(Bounding-box records)
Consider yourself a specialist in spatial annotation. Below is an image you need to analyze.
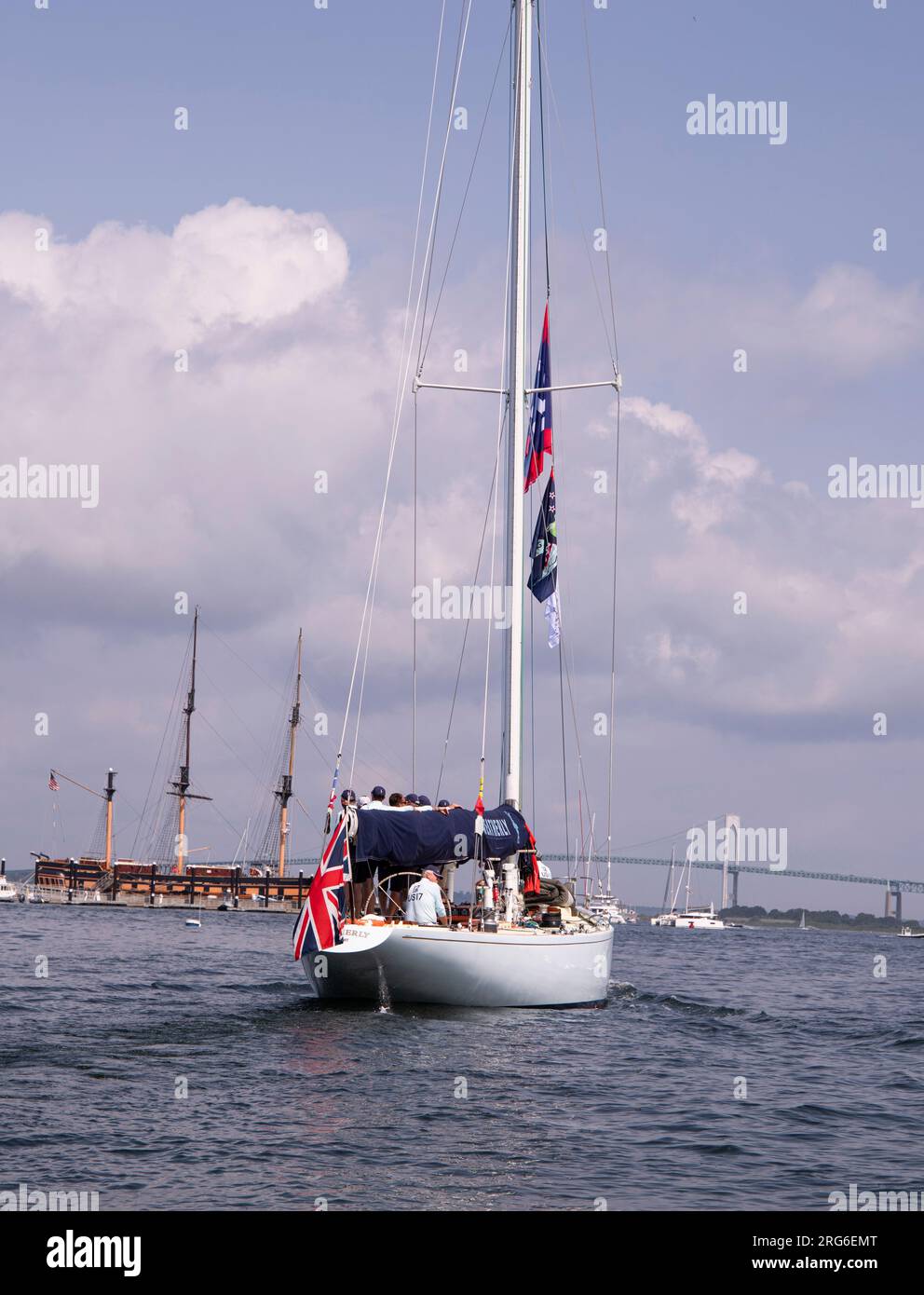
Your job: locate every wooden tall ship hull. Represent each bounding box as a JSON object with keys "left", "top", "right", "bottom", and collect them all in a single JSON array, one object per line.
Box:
[{"left": 302, "top": 919, "right": 614, "bottom": 1007}]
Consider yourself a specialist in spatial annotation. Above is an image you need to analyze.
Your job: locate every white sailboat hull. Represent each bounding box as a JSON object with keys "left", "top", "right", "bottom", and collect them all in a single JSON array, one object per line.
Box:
[{"left": 302, "top": 924, "right": 614, "bottom": 1007}]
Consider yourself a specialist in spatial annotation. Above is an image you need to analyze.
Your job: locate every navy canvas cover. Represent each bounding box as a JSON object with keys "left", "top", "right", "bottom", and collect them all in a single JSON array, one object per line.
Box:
[{"left": 356, "top": 806, "right": 531, "bottom": 867}]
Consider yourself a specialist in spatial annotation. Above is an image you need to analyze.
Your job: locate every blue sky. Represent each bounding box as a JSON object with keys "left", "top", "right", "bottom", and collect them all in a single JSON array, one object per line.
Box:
[{"left": 0, "top": 0, "right": 924, "bottom": 906}]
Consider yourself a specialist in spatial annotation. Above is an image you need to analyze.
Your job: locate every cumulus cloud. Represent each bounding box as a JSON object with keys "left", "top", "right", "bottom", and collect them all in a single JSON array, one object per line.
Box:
[
  {"left": 0, "top": 198, "right": 348, "bottom": 346},
  {"left": 0, "top": 199, "right": 924, "bottom": 885}
]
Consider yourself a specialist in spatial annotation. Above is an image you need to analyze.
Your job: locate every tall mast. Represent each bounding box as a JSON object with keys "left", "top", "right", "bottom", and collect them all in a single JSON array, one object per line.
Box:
[
  {"left": 103, "top": 770, "right": 116, "bottom": 869},
  {"left": 276, "top": 630, "right": 302, "bottom": 877},
  {"left": 503, "top": 0, "right": 535, "bottom": 808},
  {"left": 169, "top": 607, "right": 212, "bottom": 873}
]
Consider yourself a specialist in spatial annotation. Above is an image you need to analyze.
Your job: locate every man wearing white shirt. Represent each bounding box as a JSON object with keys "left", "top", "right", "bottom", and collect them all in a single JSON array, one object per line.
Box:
[{"left": 403, "top": 867, "right": 448, "bottom": 926}]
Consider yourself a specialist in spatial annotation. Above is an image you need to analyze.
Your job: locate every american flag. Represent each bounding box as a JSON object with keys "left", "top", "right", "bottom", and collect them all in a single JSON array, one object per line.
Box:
[
  {"left": 292, "top": 814, "right": 349, "bottom": 962},
  {"left": 523, "top": 302, "right": 552, "bottom": 492}
]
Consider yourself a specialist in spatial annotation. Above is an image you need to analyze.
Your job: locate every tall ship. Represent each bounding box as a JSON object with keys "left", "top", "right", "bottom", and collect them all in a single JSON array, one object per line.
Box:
[{"left": 293, "top": 0, "right": 621, "bottom": 1007}]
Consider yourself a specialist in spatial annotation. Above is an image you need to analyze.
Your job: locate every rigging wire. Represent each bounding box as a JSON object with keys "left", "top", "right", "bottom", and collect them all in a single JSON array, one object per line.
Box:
[
  {"left": 416, "top": 6, "right": 514, "bottom": 378},
  {"left": 132, "top": 630, "right": 193, "bottom": 859},
  {"left": 527, "top": 18, "right": 618, "bottom": 372},
  {"left": 581, "top": 4, "right": 618, "bottom": 371},
  {"left": 607, "top": 391, "right": 622, "bottom": 867},
  {"left": 412, "top": 0, "right": 472, "bottom": 373}
]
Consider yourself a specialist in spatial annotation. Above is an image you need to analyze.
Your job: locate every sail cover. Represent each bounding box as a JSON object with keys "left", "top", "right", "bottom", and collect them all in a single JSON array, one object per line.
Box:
[{"left": 356, "top": 806, "right": 531, "bottom": 867}]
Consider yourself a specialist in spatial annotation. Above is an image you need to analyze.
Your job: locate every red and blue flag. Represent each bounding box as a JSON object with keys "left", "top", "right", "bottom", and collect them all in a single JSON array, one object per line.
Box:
[
  {"left": 523, "top": 302, "right": 551, "bottom": 494},
  {"left": 292, "top": 814, "right": 349, "bottom": 962}
]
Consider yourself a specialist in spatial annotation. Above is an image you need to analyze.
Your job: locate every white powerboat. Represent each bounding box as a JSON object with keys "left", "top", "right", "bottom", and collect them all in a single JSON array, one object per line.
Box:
[
  {"left": 293, "top": 0, "right": 625, "bottom": 1007},
  {"left": 651, "top": 904, "right": 727, "bottom": 931}
]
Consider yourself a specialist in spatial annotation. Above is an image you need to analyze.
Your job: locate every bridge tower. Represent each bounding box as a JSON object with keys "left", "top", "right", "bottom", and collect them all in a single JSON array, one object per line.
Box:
[
  {"left": 722, "top": 813, "right": 741, "bottom": 909},
  {"left": 885, "top": 882, "right": 902, "bottom": 926}
]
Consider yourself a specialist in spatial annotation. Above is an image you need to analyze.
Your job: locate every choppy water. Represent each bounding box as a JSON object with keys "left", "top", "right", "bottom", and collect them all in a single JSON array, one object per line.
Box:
[{"left": 0, "top": 906, "right": 924, "bottom": 1209}]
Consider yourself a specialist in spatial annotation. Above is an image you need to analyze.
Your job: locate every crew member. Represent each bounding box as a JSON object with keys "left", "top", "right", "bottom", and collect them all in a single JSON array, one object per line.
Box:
[{"left": 405, "top": 867, "right": 448, "bottom": 926}]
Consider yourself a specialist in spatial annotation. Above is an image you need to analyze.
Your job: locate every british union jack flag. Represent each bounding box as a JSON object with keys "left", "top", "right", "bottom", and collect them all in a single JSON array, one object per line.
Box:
[{"left": 292, "top": 814, "right": 349, "bottom": 961}]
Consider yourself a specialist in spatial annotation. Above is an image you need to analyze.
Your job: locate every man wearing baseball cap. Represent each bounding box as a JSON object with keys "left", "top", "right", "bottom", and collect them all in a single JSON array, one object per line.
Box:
[
  {"left": 362, "top": 787, "right": 388, "bottom": 810},
  {"left": 403, "top": 867, "right": 448, "bottom": 926}
]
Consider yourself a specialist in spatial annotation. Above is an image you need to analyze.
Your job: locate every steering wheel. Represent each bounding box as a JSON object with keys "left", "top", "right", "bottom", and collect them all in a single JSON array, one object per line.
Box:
[{"left": 360, "top": 871, "right": 453, "bottom": 927}]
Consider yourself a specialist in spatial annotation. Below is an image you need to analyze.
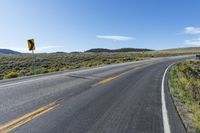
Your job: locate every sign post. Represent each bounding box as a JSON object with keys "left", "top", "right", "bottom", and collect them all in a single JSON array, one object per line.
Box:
[{"left": 28, "top": 39, "right": 36, "bottom": 74}]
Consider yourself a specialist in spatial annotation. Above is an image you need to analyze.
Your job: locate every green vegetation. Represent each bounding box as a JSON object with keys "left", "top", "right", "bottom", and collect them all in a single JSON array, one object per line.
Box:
[
  {"left": 4, "top": 72, "right": 19, "bottom": 79},
  {"left": 0, "top": 53, "right": 144, "bottom": 79},
  {"left": 85, "top": 48, "right": 153, "bottom": 53},
  {"left": 0, "top": 49, "right": 198, "bottom": 79},
  {"left": 169, "top": 60, "right": 200, "bottom": 133}
]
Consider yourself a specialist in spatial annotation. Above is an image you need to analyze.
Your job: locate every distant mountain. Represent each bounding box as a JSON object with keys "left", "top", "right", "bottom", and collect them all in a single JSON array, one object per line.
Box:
[
  {"left": 85, "top": 48, "right": 154, "bottom": 53},
  {"left": 0, "top": 49, "right": 21, "bottom": 55}
]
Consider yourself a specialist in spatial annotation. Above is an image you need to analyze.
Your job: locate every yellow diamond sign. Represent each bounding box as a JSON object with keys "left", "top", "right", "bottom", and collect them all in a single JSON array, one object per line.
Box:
[{"left": 28, "top": 39, "right": 35, "bottom": 51}]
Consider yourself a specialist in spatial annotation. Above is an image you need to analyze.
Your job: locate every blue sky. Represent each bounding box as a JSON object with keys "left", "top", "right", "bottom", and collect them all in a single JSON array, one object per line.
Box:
[{"left": 0, "top": 0, "right": 200, "bottom": 52}]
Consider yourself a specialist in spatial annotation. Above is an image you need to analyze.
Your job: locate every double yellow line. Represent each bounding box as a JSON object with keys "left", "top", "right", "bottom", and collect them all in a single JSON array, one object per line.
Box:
[
  {"left": 0, "top": 101, "right": 59, "bottom": 133},
  {"left": 96, "top": 66, "right": 142, "bottom": 85},
  {"left": 0, "top": 67, "right": 144, "bottom": 133}
]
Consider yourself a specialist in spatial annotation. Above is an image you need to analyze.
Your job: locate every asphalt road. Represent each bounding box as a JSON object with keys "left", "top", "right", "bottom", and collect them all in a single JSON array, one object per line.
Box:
[{"left": 0, "top": 57, "right": 191, "bottom": 133}]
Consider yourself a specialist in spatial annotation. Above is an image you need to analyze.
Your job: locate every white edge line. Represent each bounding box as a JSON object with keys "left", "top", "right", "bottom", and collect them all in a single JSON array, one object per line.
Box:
[{"left": 161, "top": 64, "right": 173, "bottom": 133}]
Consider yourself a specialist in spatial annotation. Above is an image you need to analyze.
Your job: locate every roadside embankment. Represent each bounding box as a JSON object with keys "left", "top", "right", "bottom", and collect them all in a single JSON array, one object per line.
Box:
[{"left": 169, "top": 60, "right": 200, "bottom": 133}]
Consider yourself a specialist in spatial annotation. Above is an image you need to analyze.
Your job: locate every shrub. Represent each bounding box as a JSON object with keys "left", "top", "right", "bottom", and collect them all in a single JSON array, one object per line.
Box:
[{"left": 4, "top": 72, "right": 19, "bottom": 79}]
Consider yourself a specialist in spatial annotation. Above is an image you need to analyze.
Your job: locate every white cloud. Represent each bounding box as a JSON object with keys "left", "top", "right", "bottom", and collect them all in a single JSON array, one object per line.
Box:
[
  {"left": 184, "top": 38, "right": 200, "bottom": 46},
  {"left": 184, "top": 26, "right": 200, "bottom": 35},
  {"left": 96, "top": 35, "right": 135, "bottom": 41}
]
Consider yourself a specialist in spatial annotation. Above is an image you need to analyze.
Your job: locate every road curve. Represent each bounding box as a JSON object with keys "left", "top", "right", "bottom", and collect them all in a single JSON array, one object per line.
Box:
[{"left": 0, "top": 57, "right": 191, "bottom": 133}]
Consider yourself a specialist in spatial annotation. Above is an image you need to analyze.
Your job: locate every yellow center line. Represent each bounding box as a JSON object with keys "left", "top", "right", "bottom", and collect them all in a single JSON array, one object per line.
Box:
[{"left": 0, "top": 101, "right": 59, "bottom": 133}]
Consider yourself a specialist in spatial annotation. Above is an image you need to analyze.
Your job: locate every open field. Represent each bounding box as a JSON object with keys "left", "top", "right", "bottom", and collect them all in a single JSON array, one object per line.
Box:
[
  {"left": 0, "top": 53, "right": 144, "bottom": 79},
  {"left": 169, "top": 60, "right": 200, "bottom": 133},
  {"left": 0, "top": 48, "right": 198, "bottom": 79}
]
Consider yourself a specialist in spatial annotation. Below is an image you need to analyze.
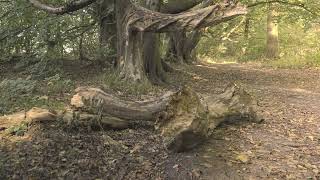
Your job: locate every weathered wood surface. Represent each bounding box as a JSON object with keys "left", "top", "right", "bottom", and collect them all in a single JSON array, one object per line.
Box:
[{"left": 71, "top": 85, "right": 259, "bottom": 152}]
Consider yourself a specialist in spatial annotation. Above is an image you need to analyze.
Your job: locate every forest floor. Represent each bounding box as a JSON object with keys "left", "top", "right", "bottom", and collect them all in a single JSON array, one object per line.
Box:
[{"left": 0, "top": 60, "right": 320, "bottom": 180}]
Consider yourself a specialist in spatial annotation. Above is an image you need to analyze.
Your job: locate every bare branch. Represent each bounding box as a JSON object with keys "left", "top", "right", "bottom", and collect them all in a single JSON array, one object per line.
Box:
[{"left": 29, "top": 0, "right": 96, "bottom": 15}]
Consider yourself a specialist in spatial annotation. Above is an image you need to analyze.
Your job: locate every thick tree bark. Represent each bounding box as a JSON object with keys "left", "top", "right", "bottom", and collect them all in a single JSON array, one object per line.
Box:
[
  {"left": 143, "top": 0, "right": 166, "bottom": 85},
  {"left": 116, "top": 0, "right": 246, "bottom": 81},
  {"left": 71, "top": 85, "right": 260, "bottom": 152}
]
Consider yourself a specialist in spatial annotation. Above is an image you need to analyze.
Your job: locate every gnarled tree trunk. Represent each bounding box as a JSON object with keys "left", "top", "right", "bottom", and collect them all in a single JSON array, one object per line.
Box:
[
  {"left": 71, "top": 85, "right": 259, "bottom": 152},
  {"left": 116, "top": 0, "right": 246, "bottom": 81}
]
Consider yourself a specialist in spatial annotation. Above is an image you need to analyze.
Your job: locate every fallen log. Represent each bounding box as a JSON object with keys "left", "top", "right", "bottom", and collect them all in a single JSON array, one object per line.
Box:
[{"left": 71, "top": 84, "right": 260, "bottom": 152}]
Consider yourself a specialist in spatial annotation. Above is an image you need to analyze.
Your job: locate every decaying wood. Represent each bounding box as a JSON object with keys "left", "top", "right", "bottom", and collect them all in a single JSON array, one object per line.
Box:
[
  {"left": 71, "top": 85, "right": 259, "bottom": 152},
  {"left": 0, "top": 84, "right": 261, "bottom": 152},
  {"left": 71, "top": 87, "right": 175, "bottom": 121}
]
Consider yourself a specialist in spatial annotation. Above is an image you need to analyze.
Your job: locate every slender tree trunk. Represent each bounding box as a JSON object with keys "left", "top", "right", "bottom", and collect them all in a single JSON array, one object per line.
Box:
[
  {"left": 98, "top": 0, "right": 117, "bottom": 65},
  {"left": 266, "top": 4, "right": 279, "bottom": 59}
]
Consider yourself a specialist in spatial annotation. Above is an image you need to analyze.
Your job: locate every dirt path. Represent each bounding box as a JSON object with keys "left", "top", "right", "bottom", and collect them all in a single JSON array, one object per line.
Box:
[
  {"left": 0, "top": 64, "right": 320, "bottom": 180},
  {"left": 178, "top": 64, "right": 320, "bottom": 179}
]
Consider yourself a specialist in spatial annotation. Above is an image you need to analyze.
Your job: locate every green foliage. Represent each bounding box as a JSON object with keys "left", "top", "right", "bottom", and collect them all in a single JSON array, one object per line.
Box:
[
  {"left": 197, "top": 1, "right": 320, "bottom": 68},
  {"left": 0, "top": 74, "right": 70, "bottom": 114},
  {"left": 45, "top": 74, "right": 74, "bottom": 94}
]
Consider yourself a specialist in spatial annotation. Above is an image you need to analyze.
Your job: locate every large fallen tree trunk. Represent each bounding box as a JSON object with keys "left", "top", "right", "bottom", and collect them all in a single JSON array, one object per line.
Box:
[{"left": 71, "top": 85, "right": 259, "bottom": 152}]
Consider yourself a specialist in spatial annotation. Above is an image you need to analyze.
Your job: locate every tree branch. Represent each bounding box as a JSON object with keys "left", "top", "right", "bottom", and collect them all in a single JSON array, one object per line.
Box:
[
  {"left": 127, "top": 4, "right": 247, "bottom": 33},
  {"left": 29, "top": 0, "right": 96, "bottom": 15}
]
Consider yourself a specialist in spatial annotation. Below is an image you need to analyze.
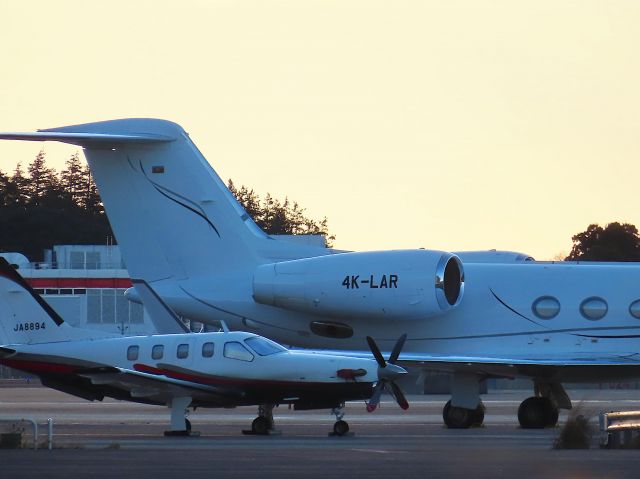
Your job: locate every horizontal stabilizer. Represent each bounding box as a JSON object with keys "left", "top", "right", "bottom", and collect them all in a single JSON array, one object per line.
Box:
[{"left": 0, "top": 131, "right": 175, "bottom": 148}]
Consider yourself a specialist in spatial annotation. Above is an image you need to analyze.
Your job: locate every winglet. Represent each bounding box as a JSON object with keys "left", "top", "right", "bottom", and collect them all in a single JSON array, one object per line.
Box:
[{"left": 0, "top": 256, "right": 64, "bottom": 326}]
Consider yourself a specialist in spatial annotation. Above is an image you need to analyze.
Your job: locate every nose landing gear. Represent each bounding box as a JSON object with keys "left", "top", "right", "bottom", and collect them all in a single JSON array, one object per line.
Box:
[{"left": 329, "top": 403, "right": 353, "bottom": 436}]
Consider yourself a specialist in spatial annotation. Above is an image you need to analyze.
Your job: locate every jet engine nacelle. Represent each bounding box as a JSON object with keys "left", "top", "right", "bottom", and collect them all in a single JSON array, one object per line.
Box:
[{"left": 253, "top": 250, "right": 464, "bottom": 320}]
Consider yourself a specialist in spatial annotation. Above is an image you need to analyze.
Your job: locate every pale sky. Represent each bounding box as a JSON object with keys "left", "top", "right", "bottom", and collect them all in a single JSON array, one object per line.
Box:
[{"left": 0, "top": 0, "right": 640, "bottom": 259}]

> **What the task requires**:
List every line of the entries above that contains the word "hull", matching case exactly.

> **Task output**:
Your job: locate every wooden tall ship hull. Represent each bounding box as a JSON object with keys "left", "top", "right", "bottom", and collect them all in a single JSON array, one object per line.
Your job: locate every white sailboat hull. Represent each bounding box as a JSON object with keys "left", "top", "right", "bottom", and collect them all in a single JSON array, one object per line.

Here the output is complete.